*HOW TO COMPLETE THIS TASK*
Retype everything in the material from the line containing "For each <instance>" down to the line containing "box: [677, 0, 1024, 308]", both included, with no changes.

DATA EXTRACTS below:

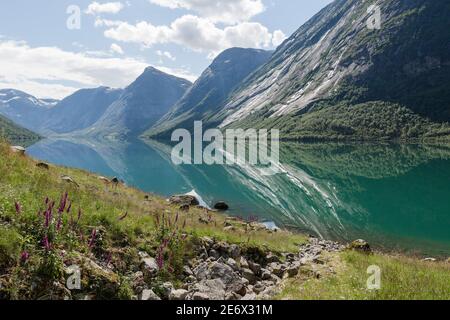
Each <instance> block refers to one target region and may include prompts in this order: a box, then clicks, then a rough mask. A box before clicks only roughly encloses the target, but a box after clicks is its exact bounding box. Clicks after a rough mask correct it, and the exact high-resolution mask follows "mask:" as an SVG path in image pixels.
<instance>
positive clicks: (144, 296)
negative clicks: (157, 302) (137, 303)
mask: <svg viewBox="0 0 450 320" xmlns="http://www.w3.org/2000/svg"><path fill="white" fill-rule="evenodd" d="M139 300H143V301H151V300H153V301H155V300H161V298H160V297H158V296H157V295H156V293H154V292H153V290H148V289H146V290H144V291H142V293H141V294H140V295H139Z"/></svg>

End of DATA EXTRACTS.
DATA EXTRACTS below:

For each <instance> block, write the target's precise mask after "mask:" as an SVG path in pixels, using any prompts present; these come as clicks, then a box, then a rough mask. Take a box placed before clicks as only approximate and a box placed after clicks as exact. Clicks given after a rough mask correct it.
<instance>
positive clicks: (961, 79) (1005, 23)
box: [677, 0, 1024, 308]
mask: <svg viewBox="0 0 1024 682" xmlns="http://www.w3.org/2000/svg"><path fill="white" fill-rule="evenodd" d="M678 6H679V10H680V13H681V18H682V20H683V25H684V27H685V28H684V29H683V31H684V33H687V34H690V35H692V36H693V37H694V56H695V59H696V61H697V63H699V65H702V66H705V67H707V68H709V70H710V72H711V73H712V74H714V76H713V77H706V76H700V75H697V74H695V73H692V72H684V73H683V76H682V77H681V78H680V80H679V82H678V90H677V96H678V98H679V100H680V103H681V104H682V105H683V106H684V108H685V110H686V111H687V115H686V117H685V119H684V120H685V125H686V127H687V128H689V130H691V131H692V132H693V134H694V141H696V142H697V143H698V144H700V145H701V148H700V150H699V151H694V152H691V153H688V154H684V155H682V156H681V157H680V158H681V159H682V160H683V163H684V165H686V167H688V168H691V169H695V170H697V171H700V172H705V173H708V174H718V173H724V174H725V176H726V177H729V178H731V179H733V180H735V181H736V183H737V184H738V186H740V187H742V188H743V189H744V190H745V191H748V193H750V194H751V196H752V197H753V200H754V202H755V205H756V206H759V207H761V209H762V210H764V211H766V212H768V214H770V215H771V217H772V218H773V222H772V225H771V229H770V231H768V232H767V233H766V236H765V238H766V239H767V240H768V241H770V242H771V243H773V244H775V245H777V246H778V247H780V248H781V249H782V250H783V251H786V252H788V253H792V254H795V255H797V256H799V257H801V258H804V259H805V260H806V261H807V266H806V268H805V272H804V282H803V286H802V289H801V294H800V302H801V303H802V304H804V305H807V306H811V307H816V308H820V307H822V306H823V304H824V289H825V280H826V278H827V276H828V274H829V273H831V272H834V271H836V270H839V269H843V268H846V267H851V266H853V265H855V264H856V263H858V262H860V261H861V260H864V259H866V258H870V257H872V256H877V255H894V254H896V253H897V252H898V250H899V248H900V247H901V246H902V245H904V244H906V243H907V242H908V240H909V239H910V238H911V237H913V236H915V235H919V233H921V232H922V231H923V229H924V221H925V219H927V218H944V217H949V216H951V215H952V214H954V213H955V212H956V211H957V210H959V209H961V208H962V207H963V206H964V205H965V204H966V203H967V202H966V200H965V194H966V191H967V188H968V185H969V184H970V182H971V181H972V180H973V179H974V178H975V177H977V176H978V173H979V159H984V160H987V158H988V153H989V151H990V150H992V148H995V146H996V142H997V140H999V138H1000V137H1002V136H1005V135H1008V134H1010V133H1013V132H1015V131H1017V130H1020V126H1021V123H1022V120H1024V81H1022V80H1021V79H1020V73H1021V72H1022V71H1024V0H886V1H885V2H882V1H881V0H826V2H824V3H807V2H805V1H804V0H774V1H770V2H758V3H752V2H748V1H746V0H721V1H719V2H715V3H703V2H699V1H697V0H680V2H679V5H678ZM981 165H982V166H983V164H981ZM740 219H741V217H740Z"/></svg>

End of DATA EXTRACTS.

*ANSWER AREA*
For each <instance> block, write the target's precise mask after "mask:" as an SVG path in pixels, using any prompts present; these come as clicks, then a box, then a rough mask. Take a box placed before clicks as only approximate and a box placed after clicks as exact. Clicks given after a rough mask correct it.
<instance>
positive clicks: (961, 79) (1005, 23)
box: [677, 0, 1024, 308]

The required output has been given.